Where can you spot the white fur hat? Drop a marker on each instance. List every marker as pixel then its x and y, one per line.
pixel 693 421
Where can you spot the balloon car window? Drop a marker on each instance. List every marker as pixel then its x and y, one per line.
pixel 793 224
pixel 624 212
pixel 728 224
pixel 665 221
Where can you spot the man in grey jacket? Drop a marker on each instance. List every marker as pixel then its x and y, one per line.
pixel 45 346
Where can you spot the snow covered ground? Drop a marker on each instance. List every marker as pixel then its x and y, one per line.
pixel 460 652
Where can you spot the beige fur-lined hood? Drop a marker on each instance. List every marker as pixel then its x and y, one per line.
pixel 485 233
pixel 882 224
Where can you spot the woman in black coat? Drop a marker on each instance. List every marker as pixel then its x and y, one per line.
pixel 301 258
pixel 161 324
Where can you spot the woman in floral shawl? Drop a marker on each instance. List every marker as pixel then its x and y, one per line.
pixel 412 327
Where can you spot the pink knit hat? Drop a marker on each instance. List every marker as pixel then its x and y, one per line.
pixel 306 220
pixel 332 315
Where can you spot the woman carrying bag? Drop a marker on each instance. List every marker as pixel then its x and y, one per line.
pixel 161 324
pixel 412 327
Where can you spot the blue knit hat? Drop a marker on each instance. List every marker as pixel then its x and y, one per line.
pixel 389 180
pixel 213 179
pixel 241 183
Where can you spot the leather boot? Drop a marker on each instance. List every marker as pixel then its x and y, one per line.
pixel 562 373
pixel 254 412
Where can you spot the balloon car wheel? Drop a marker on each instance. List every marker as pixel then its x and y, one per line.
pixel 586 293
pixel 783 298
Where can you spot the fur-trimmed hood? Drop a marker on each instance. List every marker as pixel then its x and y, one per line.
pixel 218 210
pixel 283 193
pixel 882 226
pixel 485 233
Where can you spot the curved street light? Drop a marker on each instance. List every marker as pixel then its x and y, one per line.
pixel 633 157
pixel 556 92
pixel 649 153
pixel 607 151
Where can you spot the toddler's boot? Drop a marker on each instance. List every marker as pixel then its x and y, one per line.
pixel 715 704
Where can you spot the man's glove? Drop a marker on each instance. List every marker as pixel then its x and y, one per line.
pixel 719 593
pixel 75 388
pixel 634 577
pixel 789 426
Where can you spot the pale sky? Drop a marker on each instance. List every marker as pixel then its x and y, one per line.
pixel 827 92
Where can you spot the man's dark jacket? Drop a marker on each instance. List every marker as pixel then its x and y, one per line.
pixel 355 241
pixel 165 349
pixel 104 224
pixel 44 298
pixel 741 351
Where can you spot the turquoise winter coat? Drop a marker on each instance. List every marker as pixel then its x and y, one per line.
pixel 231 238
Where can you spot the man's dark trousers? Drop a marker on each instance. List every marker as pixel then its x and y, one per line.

•••••

WHAT IS REQUIRED |
Repeat the listing in full, replacing each "marker" with "pin" and leaving every other word unchanged.

TASK SOLUTION |
Where can you spot the white fur hat? Drop a pin on each instance. List every pin as pixel then its x and y, one per line.
pixel 693 421
Where can you spot the balloon car window? Drop a pin on each instance. List every pin as pixel then its x and y, one per line.
pixel 793 224
pixel 624 212
pixel 728 224
pixel 665 221
Where can you spot the man in grey jacket? Drop a pin on each instance. List every pin as pixel then its x and y, one per line.
pixel 45 346
Where can you spot the snow covered ground? Drop a pin on each instance. List every pin as pixel then its x and y, one per line.
pixel 460 652
Where can you spot the beige fur-lined hood? Drop a pin on each instance. List every pin as pixel then its x and y, one per line.
pixel 485 233
pixel 882 224
Where can you spot the woman in black coat? Drop a pin on each instance. List every pin as pixel then its x and y, one per line.
pixel 301 258
pixel 161 324
Where can you spot the woman in floral shawl? Drop a pin on each instance. List every pin as pixel then its x and y, one per line.
pixel 412 327
Where can you spot the pink knit hat? Drop a pin on each instance. List every pin as pixel then its x and y, one per line.
pixel 306 220
pixel 332 315
Where can you spot the woman carrying bag? Drop a pin on each instance. List every pin as pixel then its x and y, one per line.
pixel 161 324
pixel 412 327
Where can you spot the blue knit hat? Drop a pin on each instance. List every pin as pixel then its x and y, one per line.
pixel 389 180
pixel 213 179
pixel 241 183
Where can you spot the leather boot? Drop a pin on each instance. List every pin as pixel then its x and y, one per line.
pixel 562 373
pixel 254 412
Where can you spot the balloon car wheel? Drop a pin on each instance. List every pin as pixel then its x and y, one per line.
pixel 586 293
pixel 783 298
Where can you spot the fur-trimmed hood? Drop a pin on each instance. List every pin as pixel then its x and y, one per line.
pixel 218 210
pixel 283 193
pixel 882 226
pixel 485 233
Where can you spot the curved street light? Drop a pin on each instance. List every pin as pixel then its x and y, one per line.
pixel 633 157
pixel 556 92
pixel 649 153
pixel 607 151
Where can you spot the toddler's boot? Drop a pin on each instance. List every pin as pixel then its x and y, one per line.
pixel 715 704
Where can you spot the man's glove? Drop a pin on each instance. List every pin as pixel then its x and y, one per line.
pixel 719 593
pixel 75 388
pixel 634 577
pixel 789 426
Where can you spot the pale sky? Drop a pin on each instance. List every pin as pixel then its x and y, one per line.
pixel 827 92
Where can you spot the man's dark jacket? Drop a pin on each instance. List every pin as pixel then its x and y, one per line.
pixel 355 241
pixel 165 349
pixel 104 224
pixel 44 298
pixel 741 351
Where can you spot the turquoise winter coat? Drop a pin on each instance. List every pin as pixel then its x and y, one per line.
pixel 231 238
Where can you spot the man's dark trousers? Drop a pin on each instance. List every pin as pixel then its x and y, one per line.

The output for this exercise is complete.